# [Excerpt]
======

# Weaving- Shibori style weaving. Never thought it would be this easy.



## mama879 (Jan 27, 2011)

http://www.weavezine.com/content/woven-shibori-rigid-heddle-loom.html

How much fun is this.


----------



## msgran (Feb 12, 2011)

I've done two scarves using this method, however I haven't dyed them yet. Got the indigo dye, the bucket, but not a good time yet. It's too hot outside to stay for very long so I guess I will have to wait till late fall.


----------



## nellig (May 10, 2016)

Nice tutorial. Wondered what what was meant by woven shibori. Now I know. Thank you for finding and posting this.


----------



## mama879 (Jan 27, 2011)

I like that she used a all day cooker for her dyeing any one else use this.


----------



## Cdambro (Dec 30, 2013)

I don't weave but that looks really neat.


----------



## nellig (May 10, 2016)

I've read about the slow cooker dying but haven't tried it. From what I have read, it works well. I use food coloring and koolade ade, so the microwave and stove top are so much faster. Waiting is not my strong point. Don't think the food grade colors work for shibori though. To use the chemical dyes, you would need a separate cooker from what you use for food.


----------



## FiberQueen (Aug 23, 2012)

Thanks for the idea. I am going to try this.


----------



## sockyarn (Jan 26, 2011)

Looks like great fun.


----------

======

# [Task requirements]
Translate this sentence from the shibori weaving thread into Spanish: "To use the chemical dyes, you would need a separate cooker from what you use for food."

(Detection records)

======

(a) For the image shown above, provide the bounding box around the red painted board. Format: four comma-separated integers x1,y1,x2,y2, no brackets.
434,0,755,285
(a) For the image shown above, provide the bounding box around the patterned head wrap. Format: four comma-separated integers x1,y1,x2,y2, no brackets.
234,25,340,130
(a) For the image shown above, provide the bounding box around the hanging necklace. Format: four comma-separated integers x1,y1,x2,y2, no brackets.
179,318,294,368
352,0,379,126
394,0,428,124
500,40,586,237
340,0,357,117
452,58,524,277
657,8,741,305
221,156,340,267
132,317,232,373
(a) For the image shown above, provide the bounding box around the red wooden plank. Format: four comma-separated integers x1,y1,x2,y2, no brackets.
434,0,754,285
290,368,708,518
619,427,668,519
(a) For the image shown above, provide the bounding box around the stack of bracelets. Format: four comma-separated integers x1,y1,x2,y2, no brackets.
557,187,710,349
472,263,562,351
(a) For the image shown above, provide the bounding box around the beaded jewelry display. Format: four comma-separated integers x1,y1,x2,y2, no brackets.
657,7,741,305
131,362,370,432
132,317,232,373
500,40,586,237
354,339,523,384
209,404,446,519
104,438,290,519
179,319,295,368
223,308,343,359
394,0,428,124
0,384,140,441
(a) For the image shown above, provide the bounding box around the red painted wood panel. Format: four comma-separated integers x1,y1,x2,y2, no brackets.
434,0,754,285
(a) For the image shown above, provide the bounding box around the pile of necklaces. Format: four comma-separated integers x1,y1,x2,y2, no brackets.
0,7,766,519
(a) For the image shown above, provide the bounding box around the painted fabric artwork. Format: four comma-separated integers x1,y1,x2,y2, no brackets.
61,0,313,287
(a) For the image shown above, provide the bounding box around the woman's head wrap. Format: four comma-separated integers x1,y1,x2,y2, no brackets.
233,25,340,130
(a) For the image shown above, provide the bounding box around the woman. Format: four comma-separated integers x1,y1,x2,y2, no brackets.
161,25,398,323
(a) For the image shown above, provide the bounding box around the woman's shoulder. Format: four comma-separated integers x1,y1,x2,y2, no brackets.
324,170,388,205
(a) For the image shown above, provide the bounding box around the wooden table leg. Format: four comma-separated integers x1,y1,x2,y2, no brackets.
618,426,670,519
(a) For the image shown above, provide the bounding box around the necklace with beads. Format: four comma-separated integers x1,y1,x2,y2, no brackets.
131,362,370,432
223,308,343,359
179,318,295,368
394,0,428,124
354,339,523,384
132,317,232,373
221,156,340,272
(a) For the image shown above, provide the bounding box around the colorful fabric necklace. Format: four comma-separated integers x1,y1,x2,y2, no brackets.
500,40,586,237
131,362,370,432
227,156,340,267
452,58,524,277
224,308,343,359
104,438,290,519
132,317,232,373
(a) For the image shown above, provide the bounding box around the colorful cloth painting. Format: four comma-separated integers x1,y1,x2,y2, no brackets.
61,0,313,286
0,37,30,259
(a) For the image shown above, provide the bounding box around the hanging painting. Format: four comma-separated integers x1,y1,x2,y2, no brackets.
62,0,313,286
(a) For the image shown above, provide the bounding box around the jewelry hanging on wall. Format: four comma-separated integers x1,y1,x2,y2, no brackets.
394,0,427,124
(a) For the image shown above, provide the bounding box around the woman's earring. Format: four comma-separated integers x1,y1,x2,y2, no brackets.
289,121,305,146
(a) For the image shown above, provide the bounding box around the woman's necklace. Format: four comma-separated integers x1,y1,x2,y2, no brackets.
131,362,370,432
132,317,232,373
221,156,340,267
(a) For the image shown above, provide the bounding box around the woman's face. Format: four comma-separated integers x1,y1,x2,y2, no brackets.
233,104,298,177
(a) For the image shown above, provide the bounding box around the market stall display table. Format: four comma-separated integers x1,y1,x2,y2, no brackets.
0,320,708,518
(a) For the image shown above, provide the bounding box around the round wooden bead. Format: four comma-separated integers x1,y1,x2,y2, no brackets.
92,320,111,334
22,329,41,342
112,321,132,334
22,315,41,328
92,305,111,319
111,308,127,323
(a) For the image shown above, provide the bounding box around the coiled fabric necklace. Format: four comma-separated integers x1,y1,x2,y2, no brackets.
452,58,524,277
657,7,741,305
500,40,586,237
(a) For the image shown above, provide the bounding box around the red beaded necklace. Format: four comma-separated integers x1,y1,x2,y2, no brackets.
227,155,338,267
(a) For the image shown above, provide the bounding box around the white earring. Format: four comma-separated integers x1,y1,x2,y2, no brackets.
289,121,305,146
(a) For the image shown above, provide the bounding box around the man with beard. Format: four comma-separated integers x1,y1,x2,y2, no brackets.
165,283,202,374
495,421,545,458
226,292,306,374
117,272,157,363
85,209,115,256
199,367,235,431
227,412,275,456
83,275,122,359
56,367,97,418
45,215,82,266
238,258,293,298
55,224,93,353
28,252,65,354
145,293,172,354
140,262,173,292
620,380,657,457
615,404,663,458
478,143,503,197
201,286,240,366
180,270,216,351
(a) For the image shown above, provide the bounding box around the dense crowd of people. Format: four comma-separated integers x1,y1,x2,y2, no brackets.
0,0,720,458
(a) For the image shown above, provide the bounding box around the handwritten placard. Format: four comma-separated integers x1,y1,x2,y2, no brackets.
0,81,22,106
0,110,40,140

======

# [Answer to the task]
Para usar los tintes químicos, necesitarías una olla distinta de la que usas para la comida.